* [To do]: When you reach the line in the data below that contains "positive clicks: (373, 18) (379, 10)", please start repeating lines exactly, and stop after the line that contains "rough mask: <svg", repeating nothing else.

* [Records provided]:
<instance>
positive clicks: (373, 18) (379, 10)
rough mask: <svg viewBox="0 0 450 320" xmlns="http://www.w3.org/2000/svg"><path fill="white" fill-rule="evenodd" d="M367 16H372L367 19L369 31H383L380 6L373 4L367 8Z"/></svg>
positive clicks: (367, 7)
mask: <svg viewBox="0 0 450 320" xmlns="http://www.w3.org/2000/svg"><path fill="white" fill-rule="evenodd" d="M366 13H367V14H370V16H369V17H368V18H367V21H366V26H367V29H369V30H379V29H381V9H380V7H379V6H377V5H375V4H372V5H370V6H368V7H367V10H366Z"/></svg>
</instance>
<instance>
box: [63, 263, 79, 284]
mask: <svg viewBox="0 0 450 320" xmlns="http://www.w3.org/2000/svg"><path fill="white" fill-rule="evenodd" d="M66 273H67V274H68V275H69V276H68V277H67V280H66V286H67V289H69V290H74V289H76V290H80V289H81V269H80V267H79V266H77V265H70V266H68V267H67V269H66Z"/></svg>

* [Solved exercise]:
positive clicks: (373, 18) (379, 10)
rough mask: <svg viewBox="0 0 450 320" xmlns="http://www.w3.org/2000/svg"><path fill="white" fill-rule="evenodd" d="M367 16H372L367 19L369 31H383L380 6L373 4L367 8Z"/></svg>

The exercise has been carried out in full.